Exercise task:
Can you copy the lines from the one that contains "the tree foliage" through the end of the material below, exactly and with nothing else?

Data entries:
....

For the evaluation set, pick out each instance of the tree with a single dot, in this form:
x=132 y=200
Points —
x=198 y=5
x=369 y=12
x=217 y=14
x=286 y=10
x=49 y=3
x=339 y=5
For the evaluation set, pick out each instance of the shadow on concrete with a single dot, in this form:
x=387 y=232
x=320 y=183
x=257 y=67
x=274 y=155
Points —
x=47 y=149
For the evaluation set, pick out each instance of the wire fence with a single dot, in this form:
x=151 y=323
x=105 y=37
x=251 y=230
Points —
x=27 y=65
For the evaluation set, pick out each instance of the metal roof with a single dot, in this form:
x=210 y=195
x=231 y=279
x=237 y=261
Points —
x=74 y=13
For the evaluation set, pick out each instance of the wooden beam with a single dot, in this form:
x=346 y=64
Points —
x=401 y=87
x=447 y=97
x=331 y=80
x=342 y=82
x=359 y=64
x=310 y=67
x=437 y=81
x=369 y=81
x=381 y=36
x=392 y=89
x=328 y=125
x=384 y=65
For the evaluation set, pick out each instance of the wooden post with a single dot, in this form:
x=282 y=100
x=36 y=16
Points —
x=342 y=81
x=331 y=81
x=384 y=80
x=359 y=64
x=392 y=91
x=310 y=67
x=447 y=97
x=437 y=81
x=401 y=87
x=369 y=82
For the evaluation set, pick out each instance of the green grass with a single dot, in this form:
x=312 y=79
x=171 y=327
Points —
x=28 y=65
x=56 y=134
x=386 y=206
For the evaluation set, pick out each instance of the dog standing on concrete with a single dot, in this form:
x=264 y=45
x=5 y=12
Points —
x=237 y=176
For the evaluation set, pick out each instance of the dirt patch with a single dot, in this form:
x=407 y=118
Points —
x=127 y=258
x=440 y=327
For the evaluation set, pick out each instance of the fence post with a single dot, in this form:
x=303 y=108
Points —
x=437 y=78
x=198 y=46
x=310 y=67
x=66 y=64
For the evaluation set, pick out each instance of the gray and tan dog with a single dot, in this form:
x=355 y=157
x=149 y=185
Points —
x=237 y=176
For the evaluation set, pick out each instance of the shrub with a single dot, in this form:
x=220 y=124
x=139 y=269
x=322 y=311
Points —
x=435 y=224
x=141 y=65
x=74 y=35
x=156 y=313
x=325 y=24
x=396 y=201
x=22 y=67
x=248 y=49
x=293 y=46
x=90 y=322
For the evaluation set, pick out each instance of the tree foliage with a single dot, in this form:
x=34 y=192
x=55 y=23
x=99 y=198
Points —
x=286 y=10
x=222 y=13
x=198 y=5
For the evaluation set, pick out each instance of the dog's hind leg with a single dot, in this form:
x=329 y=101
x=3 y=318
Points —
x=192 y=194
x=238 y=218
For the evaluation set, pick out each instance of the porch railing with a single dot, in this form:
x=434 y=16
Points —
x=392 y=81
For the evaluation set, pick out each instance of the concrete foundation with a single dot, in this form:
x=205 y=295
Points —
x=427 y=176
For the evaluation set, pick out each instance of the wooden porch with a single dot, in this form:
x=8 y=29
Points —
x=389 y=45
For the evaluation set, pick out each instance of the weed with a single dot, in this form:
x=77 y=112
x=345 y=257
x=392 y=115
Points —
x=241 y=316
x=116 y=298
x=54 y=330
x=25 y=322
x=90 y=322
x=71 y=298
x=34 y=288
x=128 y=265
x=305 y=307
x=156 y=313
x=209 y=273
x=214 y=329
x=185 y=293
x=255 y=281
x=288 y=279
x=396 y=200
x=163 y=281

....

Exercise solution:
For the evaluation set, pick out each instance of the tree foliage with a single dot, in this form:
x=34 y=192
x=55 y=23
x=99 y=198
Points —
x=286 y=10
x=222 y=13
x=198 y=5
For the evaluation set, pick out each instance of the dog's hind leg with a single dot, in this form:
x=329 y=101
x=3 y=318
Points —
x=192 y=194
x=238 y=218
For the evaluation set, pick out each instance of the porch railing with a single dot, in this form:
x=434 y=16
Points —
x=392 y=81
For the evaluation set, pick out each instance of the concrete foundation with a single dot, in this form:
x=205 y=295
Points —
x=427 y=176
For the evaluation set, pick out each instance of the wooden porch with a single dot, in this form:
x=8 y=29
Points —
x=389 y=45
For the evaluation set, pick out each instance of the weed with a single dot, in this form:
x=77 y=112
x=345 y=257
x=392 y=115
Points —
x=241 y=316
x=116 y=298
x=54 y=330
x=25 y=322
x=90 y=322
x=71 y=298
x=34 y=288
x=128 y=265
x=305 y=307
x=156 y=313
x=209 y=273
x=214 y=329
x=185 y=293
x=255 y=281
x=288 y=279
x=396 y=200
x=163 y=281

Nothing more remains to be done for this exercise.